> _PROBLEM STATEMENT_: For this exercise, restate every line below word for word and drop the images.

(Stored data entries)
-- -- --
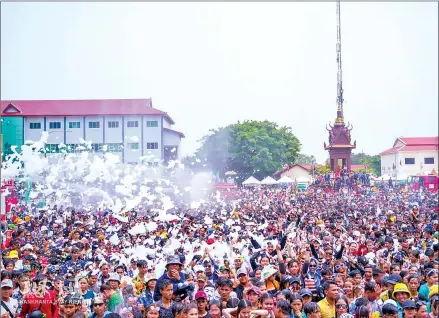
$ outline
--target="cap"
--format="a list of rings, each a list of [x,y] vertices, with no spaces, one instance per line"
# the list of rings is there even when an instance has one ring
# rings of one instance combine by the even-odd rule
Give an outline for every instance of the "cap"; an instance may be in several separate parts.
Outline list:
[[[407,300],[404,300],[404,302],[402,303],[402,308],[404,308],[404,309],[409,309],[409,308],[416,309],[416,304],[415,304],[415,302],[413,300],[407,299]]]
[[[389,299],[391,300],[391,299]],[[387,300],[386,300],[387,302]],[[394,305],[393,303],[386,303],[384,302],[383,307],[381,307],[381,311],[383,315],[394,315],[398,313],[398,307]],[[395,303],[395,301],[393,301]]]
[[[203,273],[199,274],[199,275],[197,276],[197,281],[207,282],[207,276],[206,276],[206,274],[203,274]]]
[[[300,281],[299,278],[297,278],[297,277],[290,277],[290,284],[294,284],[294,283],[297,283],[299,285],[302,284],[302,282]]]
[[[12,283],[12,280],[5,279],[2,280],[1,288],[14,288],[14,284]]]
[[[245,270],[245,268],[240,268],[240,269],[238,269],[238,271],[236,272],[236,276],[238,276],[239,277],[239,275],[241,275],[241,274],[244,274],[244,275],[247,275],[247,271]]]
[[[203,292],[203,291],[198,291],[196,294],[195,294],[195,299],[197,300],[197,299],[200,299],[200,298],[204,298],[204,299],[207,299],[207,294],[205,293],[205,292]]]
[[[194,266],[194,272],[198,273],[198,272],[203,272],[204,273],[204,266],[202,265],[195,265]]]
[[[262,291],[256,286],[251,286],[251,287],[247,288],[247,291],[245,293],[248,294],[250,292],[254,292],[258,296],[260,296],[262,294]]]
[[[312,297],[312,291],[308,288],[303,288],[300,293],[299,293],[300,297],[303,296],[311,296]]]
[[[386,284],[396,285],[400,282],[402,282],[402,277],[398,274],[392,274],[386,278]]]
[[[110,273],[110,277],[108,278],[108,280],[114,280],[120,283],[120,277],[116,273]]]
[[[33,246],[29,243],[21,248],[22,251],[32,251],[33,249]]]
[[[10,251],[8,254],[8,258],[18,258],[18,252],[17,251]]]

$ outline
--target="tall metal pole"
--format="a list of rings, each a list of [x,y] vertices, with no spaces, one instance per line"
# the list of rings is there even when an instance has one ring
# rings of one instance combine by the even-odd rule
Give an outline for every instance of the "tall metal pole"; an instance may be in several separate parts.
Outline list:
[[[343,119],[343,76],[341,68],[340,1],[337,1],[337,118]]]

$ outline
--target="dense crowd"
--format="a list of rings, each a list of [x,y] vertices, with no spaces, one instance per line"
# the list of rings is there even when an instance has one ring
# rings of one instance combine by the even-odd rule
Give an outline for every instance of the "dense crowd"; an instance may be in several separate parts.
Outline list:
[[[438,317],[437,193],[350,180],[165,217],[158,199],[18,205],[2,223],[1,318]]]

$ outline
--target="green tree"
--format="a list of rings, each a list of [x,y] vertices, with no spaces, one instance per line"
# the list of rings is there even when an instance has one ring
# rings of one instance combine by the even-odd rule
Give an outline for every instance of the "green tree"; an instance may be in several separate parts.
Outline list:
[[[229,169],[229,147],[232,126],[209,130],[201,140],[201,148],[195,154],[196,162],[224,177]]]
[[[295,160],[294,163],[297,163],[297,164],[309,164],[309,165],[311,165],[311,164],[316,163],[316,158],[313,155],[308,156],[308,155],[305,155],[303,153],[299,153],[297,155],[296,160]]]
[[[365,172],[370,172],[375,176],[381,174],[381,157],[379,155],[370,156],[363,152],[351,155],[351,164],[363,164],[367,166]]]
[[[317,174],[328,174],[331,172],[331,168],[329,167],[329,164],[325,164],[324,166],[318,166],[316,168]]]
[[[245,121],[211,130],[201,140],[196,157],[206,159],[220,177],[226,171],[238,173],[238,182],[249,176],[264,178],[294,162],[301,144],[289,127],[269,121]]]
-- -- --
> _EXERCISE SOLUTION_:
$ outline
--target="cap"
--format="a list of rings, each a list of [x,y] vertices, with no spaces, one instance per line"
# the list of rings is there even when an instance has one ring
# rings of one instance combine by the even-odd rule
Give an outline for every instance of the "cap"; an instance may be in several separate parts.
Outline list:
[[[407,300],[404,300],[404,302],[402,303],[402,308],[404,308],[404,309],[409,309],[409,308],[416,309],[416,304],[415,304],[415,302],[413,300],[407,299]]]
[[[389,299],[391,300],[391,299]],[[387,300],[386,300],[387,302]],[[394,305],[393,303],[386,303],[384,302],[383,307],[381,307],[381,311],[383,315],[394,315],[398,313],[398,307]],[[395,303],[395,301],[393,301]]]
[[[203,273],[199,274],[199,275],[197,276],[197,281],[207,282],[207,276],[206,276],[206,274],[203,274]]]
[[[300,281],[299,278],[297,278],[297,277],[290,277],[290,284],[294,284],[294,283],[297,283],[299,285],[302,284],[302,282]]]
[[[12,283],[12,280],[5,279],[2,280],[1,288],[14,288],[14,284]]]
[[[245,270],[245,268],[240,268],[240,269],[238,269],[238,271],[236,272],[236,276],[238,276],[239,277],[239,275],[241,275],[241,274],[244,274],[244,275],[247,275],[247,271]]]
[[[203,292],[203,291],[198,291],[196,294],[195,294],[195,299],[197,300],[197,299],[200,299],[200,298],[204,298],[204,299],[207,299],[207,294],[205,293],[205,292]]]
[[[194,266],[194,272],[198,273],[198,272],[203,272],[204,273],[204,266],[202,265],[195,265]]]
[[[262,291],[256,286],[251,286],[251,287],[247,288],[247,291],[245,293],[248,294],[250,292],[254,292],[258,296],[260,296],[262,294]]]
[[[312,297],[312,291],[308,288],[303,288],[300,293],[299,293],[300,297],[303,296],[311,296]]]
[[[386,284],[396,285],[400,282],[402,282],[402,277],[398,274],[392,274],[386,278]]]
[[[110,273],[110,277],[108,278],[108,280],[114,280],[120,283],[120,277],[116,273]]]
[[[33,246],[29,243],[21,248],[22,251],[32,251],[33,249]]]
[[[10,251],[8,254],[8,258],[18,258],[18,252],[17,251]]]

$ outline
--target="tall metal pole"
--format="a list of rings, each a list of [x,y] vertices, with no spaces, one instance per line"
# the list of rings is there even when an instance has one ring
# rings of one instance combine by the even-odd rule
Give an outline for every instance of the "tall metal pole"; an instance may be in several separate parts.
Outline list:
[[[343,119],[343,76],[341,68],[340,1],[337,1],[337,118]]]

$ outline
--target="dense crowd"
--format="a list of rings, each a list of [x,y] vertices, with no spaces, one instance per line"
# the list of rings is there even when an instance has one ring
# rings of one instance combine by the even-odd rule
Give an outline for every instance of the "dense crowd"; an instance may be in several separate parts.
Outline list:
[[[438,317],[437,193],[350,180],[165,217],[158,199],[18,205],[2,223],[1,318]]]

$ outline
--target="green tree"
--format="a list of rings, each a list of [x,y] vertices, with no spaces, one instance per line"
# the list of rings is there even when an instance has one ring
# rings of one instance combine by the even-odd rule
Give an outline for every instance of the "green tree"; an instance may be in several separate parts.
Outline list:
[[[229,169],[229,147],[232,126],[209,130],[201,140],[201,148],[195,154],[196,162],[224,177]]]
[[[295,160],[294,163],[297,163],[297,164],[309,164],[309,165],[311,165],[311,164],[316,163],[316,158],[313,155],[308,156],[308,155],[305,155],[303,153],[299,153],[297,155],[296,160]]]
[[[365,172],[370,172],[375,176],[381,174],[381,157],[379,155],[370,156],[363,152],[351,155],[351,164],[363,164],[367,166]]]
[[[317,174],[328,174],[331,172],[331,168],[329,167],[329,164],[325,164],[324,166],[318,166],[316,168]]]
[[[245,121],[211,130],[201,140],[196,157],[206,159],[220,177],[226,171],[238,173],[238,182],[249,176],[264,178],[294,162],[301,144],[289,127],[269,121]]]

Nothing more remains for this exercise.